§ **WHAT IS NEEDED**:
Exactly as written, transcribe the lines that run from the one containing "Might I ask you to indicate the metal" to the end of the records below.

§ **Records**:
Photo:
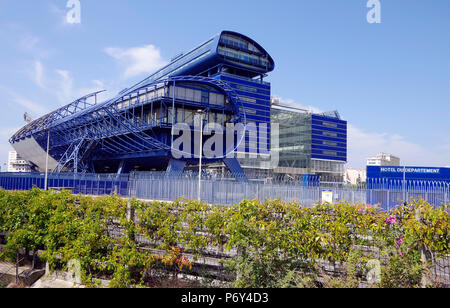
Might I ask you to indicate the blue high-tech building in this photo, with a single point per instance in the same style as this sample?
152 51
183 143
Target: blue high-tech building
222 79
418 176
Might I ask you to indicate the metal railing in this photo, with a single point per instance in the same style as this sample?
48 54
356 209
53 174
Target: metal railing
224 190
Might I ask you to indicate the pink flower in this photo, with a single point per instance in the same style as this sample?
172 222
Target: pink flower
399 240
391 220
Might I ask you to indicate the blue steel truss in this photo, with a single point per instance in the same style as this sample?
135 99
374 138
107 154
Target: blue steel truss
82 130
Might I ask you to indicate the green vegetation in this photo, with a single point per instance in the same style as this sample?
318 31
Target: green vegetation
278 244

§ **WRITTEN SOLUTION**:
Might I ask you to indicate the metal railing in this photo, with a single point per instance in the same style as this sample?
48 54
356 209
53 174
Target: metal railing
224 190
Might I ask you to indicate the pink flower in this photo, with a single point per instance in the same style as this sample?
172 222
Target: pink flower
399 240
391 220
Might I ask you to indicate the blue steel truss in this photo, with a single point per instance in the same style as this sample?
135 99
374 138
107 154
Target: blue steel truss
82 130
Might I ask you to indicate the green vegetation in this photo, with a single point per instance in the same style as this sample?
318 31
Target: green vegetation
278 244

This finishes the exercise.